GIVEN TASK 1 =>
In the sampling-distribution text, how many samples are drawn from the population, and how many x's does each sample contain?

------ SELECTED TEXT ------

Suppose we want to estimate the average age of the local population. You calculate the average age as 23 from a sample of 200 people randomly selected from the population. But, if you keep sampling 1000 times (1000 samples, 200 people in each), each sample will give you a different estimate. Which one should be used for the generalization (population)? None of them. We know that the average of all average ages calculated from 1000 samples will be the most correct average of the population, although only if the estimator is unbiased. In a simple average, the proof is easy. We will review a simulation now, which you will learn later (Section 2.8).

In this exercise we will create our own sampling distribution for \(\bar{x}\). The population \(x\) has the following probability distribution: \(N\left(0, \sigma^{2}\right)\). Pretend that we do not know this We will draw 1000 samples from this population. Each sample will have 200 \(x\)’s. Thus, we will calculate 1000 \(\bar{x}\)’s. The objective is to see if

\[ \mathbf E\left(\bar{x}\right)=\mu_x \]

This is a simple exercise for R that we will learn in our lab sessions at the back of the book.

There are multiple ways to do this simulation.

# population (1 million x's)
pop_x <- rnorm(1000000, mean = 5, sd = 1)

# Random Sampling
n <- 200 # number of x's in each sample
mcn <- 1000 # number of samples in the simulation

samp <- matrix(0, nrow = n, ncol = mcn) # a Container: matrix by 200 x 1000
for(i in 1: mcn){
  samp[,i] <- sample(pop_x, n, replace = TRUE)

xbar <- colMeans(samp) # We calculate the column means
mu <- mean(xbar) # the mean of xbars
round(mu, 2)

------ INFORMATION SHOWN ------

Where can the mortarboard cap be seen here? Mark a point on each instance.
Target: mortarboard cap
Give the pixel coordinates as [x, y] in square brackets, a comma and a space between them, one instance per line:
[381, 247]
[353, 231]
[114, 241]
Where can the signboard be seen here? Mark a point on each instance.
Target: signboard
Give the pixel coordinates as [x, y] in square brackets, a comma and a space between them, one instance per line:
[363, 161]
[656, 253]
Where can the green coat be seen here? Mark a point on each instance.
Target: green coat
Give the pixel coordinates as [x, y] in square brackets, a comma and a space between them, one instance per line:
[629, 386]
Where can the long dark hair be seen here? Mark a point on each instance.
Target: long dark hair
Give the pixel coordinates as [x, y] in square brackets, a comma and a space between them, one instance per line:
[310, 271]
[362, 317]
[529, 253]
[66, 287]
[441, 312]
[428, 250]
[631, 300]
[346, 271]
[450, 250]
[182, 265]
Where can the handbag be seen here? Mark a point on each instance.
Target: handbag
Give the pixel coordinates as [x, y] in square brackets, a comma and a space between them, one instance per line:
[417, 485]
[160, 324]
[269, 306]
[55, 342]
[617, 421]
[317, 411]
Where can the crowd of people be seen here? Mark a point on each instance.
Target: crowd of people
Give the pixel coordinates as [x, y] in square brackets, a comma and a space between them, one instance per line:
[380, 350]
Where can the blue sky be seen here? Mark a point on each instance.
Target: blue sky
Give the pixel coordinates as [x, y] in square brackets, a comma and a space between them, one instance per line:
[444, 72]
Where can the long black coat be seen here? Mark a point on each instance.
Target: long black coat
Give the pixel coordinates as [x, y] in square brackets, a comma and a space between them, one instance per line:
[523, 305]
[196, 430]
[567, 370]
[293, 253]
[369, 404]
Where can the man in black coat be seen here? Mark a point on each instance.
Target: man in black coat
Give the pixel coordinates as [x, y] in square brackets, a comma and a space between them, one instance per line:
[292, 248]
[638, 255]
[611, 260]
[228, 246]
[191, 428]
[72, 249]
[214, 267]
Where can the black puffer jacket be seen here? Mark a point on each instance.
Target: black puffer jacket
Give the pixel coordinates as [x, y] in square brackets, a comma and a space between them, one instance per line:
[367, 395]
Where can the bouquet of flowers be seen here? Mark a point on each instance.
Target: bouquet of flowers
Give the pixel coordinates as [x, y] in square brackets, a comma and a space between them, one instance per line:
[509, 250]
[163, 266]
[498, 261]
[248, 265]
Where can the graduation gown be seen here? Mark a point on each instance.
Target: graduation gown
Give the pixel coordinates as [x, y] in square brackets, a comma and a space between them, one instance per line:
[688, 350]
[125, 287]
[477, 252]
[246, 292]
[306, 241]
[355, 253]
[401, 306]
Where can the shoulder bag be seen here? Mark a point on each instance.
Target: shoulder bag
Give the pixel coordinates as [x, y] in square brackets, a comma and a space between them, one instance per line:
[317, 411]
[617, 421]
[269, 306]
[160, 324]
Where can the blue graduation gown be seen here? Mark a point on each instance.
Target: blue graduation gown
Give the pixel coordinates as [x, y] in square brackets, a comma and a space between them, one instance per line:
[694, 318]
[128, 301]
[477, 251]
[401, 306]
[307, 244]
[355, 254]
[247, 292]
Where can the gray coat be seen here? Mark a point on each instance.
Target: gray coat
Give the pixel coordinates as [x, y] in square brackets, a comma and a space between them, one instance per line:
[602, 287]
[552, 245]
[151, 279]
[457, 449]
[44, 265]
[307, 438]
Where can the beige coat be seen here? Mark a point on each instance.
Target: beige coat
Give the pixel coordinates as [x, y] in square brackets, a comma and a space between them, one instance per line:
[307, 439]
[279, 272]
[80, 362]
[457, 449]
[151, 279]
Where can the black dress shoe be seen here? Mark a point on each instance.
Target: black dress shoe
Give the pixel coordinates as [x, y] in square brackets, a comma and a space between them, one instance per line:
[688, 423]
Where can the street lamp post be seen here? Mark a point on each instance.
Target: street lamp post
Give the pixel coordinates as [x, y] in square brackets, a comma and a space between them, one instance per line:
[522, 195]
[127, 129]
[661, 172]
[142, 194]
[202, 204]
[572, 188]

------

GIVEN TASK 2 =>
Recast everything in the rows from the line containing "Where can the street" down to the last of the rows as a numbered list, leaving out any blank lines.

RESPONSE 1 =>
1000 samples, each with 200 x's.

RESPONSE 2 =>
1. Where can the street lamp post be seen here? Mark a point on each instance.
2. Target: street lamp post
3. Give the pixel coordinates as [x, y] in square brackets, a comma and a space between them, one instance per line:
4. [522, 195]
5. [127, 129]
6. [661, 172]
7. [142, 194]
8. [202, 204]
9. [572, 188]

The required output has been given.